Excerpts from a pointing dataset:
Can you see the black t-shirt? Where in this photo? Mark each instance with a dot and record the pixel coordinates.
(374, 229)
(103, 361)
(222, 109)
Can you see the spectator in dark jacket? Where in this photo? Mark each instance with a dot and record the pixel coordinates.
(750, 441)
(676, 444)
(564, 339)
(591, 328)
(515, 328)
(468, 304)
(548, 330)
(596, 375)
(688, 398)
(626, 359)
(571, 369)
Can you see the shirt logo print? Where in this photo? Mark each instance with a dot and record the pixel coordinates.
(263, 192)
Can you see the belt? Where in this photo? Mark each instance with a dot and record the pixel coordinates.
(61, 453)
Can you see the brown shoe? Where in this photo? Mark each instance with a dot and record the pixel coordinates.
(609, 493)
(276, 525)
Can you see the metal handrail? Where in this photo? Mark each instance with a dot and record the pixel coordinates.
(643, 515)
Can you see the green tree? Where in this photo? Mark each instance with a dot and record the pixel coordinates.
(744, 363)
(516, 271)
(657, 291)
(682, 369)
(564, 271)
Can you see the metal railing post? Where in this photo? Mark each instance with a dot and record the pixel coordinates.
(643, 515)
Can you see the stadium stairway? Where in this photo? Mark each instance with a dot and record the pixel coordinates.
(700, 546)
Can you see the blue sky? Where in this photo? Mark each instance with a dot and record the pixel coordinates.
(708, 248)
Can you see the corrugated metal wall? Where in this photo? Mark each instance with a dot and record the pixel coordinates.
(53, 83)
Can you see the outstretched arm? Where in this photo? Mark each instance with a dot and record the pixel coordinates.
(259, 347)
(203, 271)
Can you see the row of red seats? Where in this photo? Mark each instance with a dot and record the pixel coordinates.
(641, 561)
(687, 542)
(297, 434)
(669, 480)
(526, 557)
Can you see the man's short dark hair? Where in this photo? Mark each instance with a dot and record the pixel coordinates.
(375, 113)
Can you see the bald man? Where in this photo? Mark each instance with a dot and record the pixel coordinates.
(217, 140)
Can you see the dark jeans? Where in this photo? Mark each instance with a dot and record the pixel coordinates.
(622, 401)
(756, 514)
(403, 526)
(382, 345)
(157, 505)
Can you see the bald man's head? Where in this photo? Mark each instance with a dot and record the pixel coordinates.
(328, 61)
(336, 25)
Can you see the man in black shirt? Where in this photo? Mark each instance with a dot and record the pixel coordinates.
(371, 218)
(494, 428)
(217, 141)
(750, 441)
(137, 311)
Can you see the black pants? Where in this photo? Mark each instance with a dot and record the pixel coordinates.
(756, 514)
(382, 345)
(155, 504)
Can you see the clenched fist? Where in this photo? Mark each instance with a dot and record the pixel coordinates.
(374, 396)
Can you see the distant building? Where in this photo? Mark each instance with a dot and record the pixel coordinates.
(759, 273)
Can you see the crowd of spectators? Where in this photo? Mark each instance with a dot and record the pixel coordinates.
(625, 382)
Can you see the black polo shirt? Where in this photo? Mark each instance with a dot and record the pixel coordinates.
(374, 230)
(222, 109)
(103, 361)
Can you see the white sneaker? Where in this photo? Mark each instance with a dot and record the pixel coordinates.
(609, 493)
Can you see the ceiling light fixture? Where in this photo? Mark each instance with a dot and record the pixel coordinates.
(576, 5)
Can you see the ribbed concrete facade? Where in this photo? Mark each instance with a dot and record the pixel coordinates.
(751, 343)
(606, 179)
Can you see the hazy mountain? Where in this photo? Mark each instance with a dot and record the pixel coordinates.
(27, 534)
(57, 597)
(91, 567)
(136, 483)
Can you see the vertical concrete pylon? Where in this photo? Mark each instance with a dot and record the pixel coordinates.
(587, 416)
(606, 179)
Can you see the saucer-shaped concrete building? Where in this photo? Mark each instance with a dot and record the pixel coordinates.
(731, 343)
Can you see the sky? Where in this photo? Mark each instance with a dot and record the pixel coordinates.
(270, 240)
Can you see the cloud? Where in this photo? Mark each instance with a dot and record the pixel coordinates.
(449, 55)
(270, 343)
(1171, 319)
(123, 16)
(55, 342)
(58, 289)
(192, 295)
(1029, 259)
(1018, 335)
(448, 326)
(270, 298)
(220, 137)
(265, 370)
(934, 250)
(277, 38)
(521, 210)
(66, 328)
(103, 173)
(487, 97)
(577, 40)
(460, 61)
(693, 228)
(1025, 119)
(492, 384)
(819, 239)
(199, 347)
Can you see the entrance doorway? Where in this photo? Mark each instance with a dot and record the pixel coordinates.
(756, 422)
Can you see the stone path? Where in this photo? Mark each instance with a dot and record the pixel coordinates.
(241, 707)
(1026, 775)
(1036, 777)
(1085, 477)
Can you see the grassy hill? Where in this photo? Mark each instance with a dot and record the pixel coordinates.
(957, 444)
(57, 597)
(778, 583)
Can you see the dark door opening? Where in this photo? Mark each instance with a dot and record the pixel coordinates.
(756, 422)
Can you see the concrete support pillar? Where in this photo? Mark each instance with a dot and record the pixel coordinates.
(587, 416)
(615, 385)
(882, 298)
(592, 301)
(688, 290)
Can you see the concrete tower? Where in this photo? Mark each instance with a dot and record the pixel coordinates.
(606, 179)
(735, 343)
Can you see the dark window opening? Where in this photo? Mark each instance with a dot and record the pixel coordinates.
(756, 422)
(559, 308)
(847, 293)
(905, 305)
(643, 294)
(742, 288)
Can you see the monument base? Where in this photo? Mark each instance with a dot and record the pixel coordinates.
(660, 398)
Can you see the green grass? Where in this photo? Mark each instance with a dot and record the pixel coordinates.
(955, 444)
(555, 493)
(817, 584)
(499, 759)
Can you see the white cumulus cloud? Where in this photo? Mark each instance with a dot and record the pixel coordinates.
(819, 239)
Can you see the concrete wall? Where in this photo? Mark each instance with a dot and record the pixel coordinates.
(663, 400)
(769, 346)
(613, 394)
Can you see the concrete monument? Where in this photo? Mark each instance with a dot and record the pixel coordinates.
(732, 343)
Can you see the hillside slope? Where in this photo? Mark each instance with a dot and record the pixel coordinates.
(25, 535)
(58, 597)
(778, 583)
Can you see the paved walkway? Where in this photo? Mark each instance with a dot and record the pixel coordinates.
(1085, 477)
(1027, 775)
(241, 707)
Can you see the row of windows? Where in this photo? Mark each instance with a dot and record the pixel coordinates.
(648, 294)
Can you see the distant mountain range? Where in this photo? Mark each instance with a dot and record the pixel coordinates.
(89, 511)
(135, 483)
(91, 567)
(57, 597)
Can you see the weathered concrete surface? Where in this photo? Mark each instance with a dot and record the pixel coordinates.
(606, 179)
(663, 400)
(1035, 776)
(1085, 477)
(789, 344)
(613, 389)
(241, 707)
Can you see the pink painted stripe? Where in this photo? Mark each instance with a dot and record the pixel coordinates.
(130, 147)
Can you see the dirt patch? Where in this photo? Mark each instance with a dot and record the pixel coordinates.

* [Task requirements] Put every one of the records above into a numbered list, leaving out any blank lines.

* [Response to this task]
1. Can you see the black t-shirt? Where in this photo? Mark each instance with a dot and record the pixel coordinates.
2. (374, 229)
3. (103, 361)
4. (222, 109)
5. Can you see the spectator in dark jacket? Where in this photo? Mark each instance with a dot and record the pixel coordinates.
6. (750, 441)
7. (676, 444)
8. (564, 339)
9. (591, 328)
10. (515, 328)
11. (468, 304)
12. (548, 330)
13. (596, 375)
14. (688, 398)
15. (626, 359)
16. (571, 369)
17. Can you see the shirt logo print? Where in this photo? Mark each instance with a dot and record the pixel coordinates.
18. (263, 192)
19. Can you see the belt? Where in this photo? Mark each instance with a dot and record the pixel coordinates.
20. (61, 453)
21. Can you see the brown shoe? Where in this photo? Mark each instance with a dot and record the pixel coordinates.
22. (609, 493)
23. (276, 525)
24. Can you see the metal handrail? Where in this photo? Mark each instance with a dot and record the pixel coordinates.
25. (643, 515)
26. Can you see the green tree? Where in this photo? Mark each instance with a dot and record the pixel coordinates.
27. (744, 363)
28. (516, 271)
29. (657, 291)
30. (682, 369)
31. (564, 271)
32. Can you see the metal railing post? Where in this photo? Mark each instance with a dot and record the pixel coordinates.
33. (643, 515)
34. Can you see the stadium stairway? Where in this photo? Mark each instance with a dot and record the pixel coordinates.
35. (700, 546)
36. Can you see the blue sky? Where in this photo? Mark each instance with a dot and record the pixel coordinates.
37. (708, 248)
38. Can you see the corrugated metal wall? Where in this photo? Mark each instance with a dot and record the pixel coordinates.
39. (53, 83)
40. Can you see the outstretched arm? Where in this photo? Mark each instance with a dot and record the pixel coordinates.
41. (259, 347)
42. (203, 271)
43. Can you see the row of red seats? Where in this photo? Mark each instance with a dot and record the pixel coordinates.
44. (641, 561)
45. (687, 542)
46. (297, 434)
47. (669, 480)
48. (526, 557)
49. Can you see the man's short dark hair? Where in this photo? Mark each instance with a dot and record the pixel coordinates.
50. (375, 113)
51. Can you see the bald man? Where in this photo? Mark each instance with a dot and record the pixel coordinates.
52. (217, 140)
53. Can you see the dark jeans? Where in this photo? Mark each instance with a dot and record the pixel coordinates.
54. (622, 401)
55. (756, 514)
56. (403, 526)
57. (382, 345)
58. (157, 505)
59. Can you see the bald man's head? Where in this photo? Mark each instance with a dot and record the pixel coordinates.
60. (328, 61)
61. (336, 25)
62. Can you see the man in black shirt? Where in this photo? Mark each instance with a dot and record the pixel coordinates.
63. (371, 218)
64. (494, 428)
65. (217, 141)
66. (750, 441)
67. (137, 311)
68. Can you see the black pants? Where in this photo? Mark each instance with a dot and record the pixel coordinates.
69. (756, 514)
70. (382, 345)
71. (155, 504)
72. Can you see the clenched fist? Where in this photo? Mark each instance with a dot and record the pixel coordinates.
73. (374, 396)
74. Can you see the distant building? Where in this photo? Mark each instance with a dot and record the pixel coordinates.
75. (759, 273)
76. Can you see the crowd of spectators? Where in this photo? Mark each instance with a dot and record the pixel coordinates.
77. (625, 382)
78. Can you see the black polo shirt? Where in this photo? Mark each instance with a dot and record the pixel coordinates.
79. (374, 230)
80. (222, 109)
81. (103, 361)
82. Can you see the white sneaker? Where in this photo? Mark each instance with a dot and record the pixel coordinates.
83. (609, 493)
84. Can you see the ceiling light fixture? Where in this photo? Mark each instance with a dot and record the pixel coordinates.
85. (576, 5)
86. Can you see the ribbed concrete facade? Where in this photo? Mark each instance with a dot and record the pixel coordinates.
87. (751, 343)
88. (606, 179)
89. Can you see the hazy mountain? Where in this photo? Mark each instance with a dot and record the pixel coordinates.
90. (27, 534)
91. (57, 597)
92. (91, 567)
93. (136, 483)
94. Can you see the vertical concrete pylon? Where in this photo? Mark each instance with a dot and record the pixel coordinates.
95. (587, 416)
96. (606, 179)
97. Can you see the saucer-shaped concrete building? Where in this photo? Mark each instance with a dot and record the pixel coordinates.
98. (731, 343)
99. Can you see the sky? Where in this photo? Mark each instance with a dot and record the pixel coordinates.
100. (270, 240)
101. Can you see the cloud? Where in this photo? Mark each instance with a dot and record the pixel coordinates.
102. (449, 55)
103. (270, 343)
104. (1171, 319)
105. (123, 16)
106. (55, 342)
107. (58, 289)
108. (192, 295)
109. (1029, 259)
110. (1018, 335)
111. (448, 326)
112. (270, 298)
113. (220, 137)
114. (265, 370)
115. (934, 250)
116. (277, 38)
117. (521, 210)
118. (66, 328)
119. (103, 173)
120. (487, 97)
121. (577, 40)
122. (460, 61)
123. (693, 228)
124. (1025, 119)
125. (492, 384)
126. (819, 239)
127. (199, 347)
128. Can you see the entrance doorway? Where in this photo? Mark each instance with a dot and record the pixel coordinates.
129. (756, 422)
130. Can you see the stone path? Where in this photo? Mark each instance with a dot and record the pixel coordinates.
131. (241, 707)
132. (1026, 775)
133. (1036, 777)
134. (1085, 477)
135. Can you see the grassy hill? Where in this photo? Mark each instance with a dot and record the pixel coordinates.
136. (957, 444)
137. (57, 597)
138. (778, 583)
139. Can you see the dark door opening? Where in this photo? Mark each instance with a dot and record the pixel coordinates.
140. (756, 422)
141. Can you see the concrete support pillar? Where in this photo? Mark each instance with a dot and record the pixel coordinates.
142. (587, 416)
143. (615, 385)
144. (882, 298)
145. (592, 301)
146. (688, 290)
147. Can you see the concrete tower? Where in this photo? Mark each instance with a dot and record the pixel coordinates.
148. (606, 179)
149. (735, 343)
150. Can you see the dark window opening? Where in this photo? Mark each instance with a dot and record the pixel coordinates.
151. (756, 422)
152. (559, 308)
153. (847, 293)
154. (905, 305)
155. (643, 294)
156. (742, 288)
157. Can you see the monument base? Where in this photo? Mark each instance with a dot and record the pixel coordinates.
158. (660, 398)
159. Can you see the green grass? Where in this photo? Mark each instance with a dot and record the pixel coordinates.
160. (955, 444)
161. (555, 493)
162. (817, 584)
163. (499, 759)
164. Can you see the white cumulus cloud? Where in this photo? Mark each instance with a dot and record the pixel coordinates.
165. (819, 239)
166. Can you see the concrete wall? Where in this photo? Mark each instance with a dot and record the pixel coordinates.
167. (663, 400)
168. (769, 346)
169. (613, 394)
170. Can you see the concrete monument? Where in this photo? Mark each instance with a dot and record the pixel coordinates.
171. (732, 343)
172. Can you see the hillside slope? Where in this photo? Mark each instance with a dot and record the pixel coordinates.
173. (25, 535)
174. (58, 597)
175. (778, 583)
176. Can you see the paved walkway? Where in this photo? Mark each instance with a dot and record the pixel coordinates.
177. (1085, 477)
178. (1027, 775)
179. (241, 707)
180. Can you see the row of windows? Where in this photo? Mark each instance with a dot and record the pixel coordinates.
181. (648, 294)
182. Can you see the distant mountain range? Where in this photo? Mark each instance with a dot and record the pixel coordinates.
183. (89, 511)
184. (135, 483)
185. (91, 567)
186. (57, 597)
187. Can you see the weathered concrete surface? Where in this photo? Mark each instance with a dot and record the pixel coordinates.
188. (606, 179)
189. (663, 400)
190. (1035, 776)
191. (1085, 477)
192. (789, 344)
193. (613, 389)
194. (241, 707)
195. Can you see the pink painted stripe? Where in this photo? Mark each instance with a dot and record the pixel coordinates.
196. (130, 147)
197. Can you see the dirt patch? Where in this photo? Mark each instance with a dot and record the pixel coordinates.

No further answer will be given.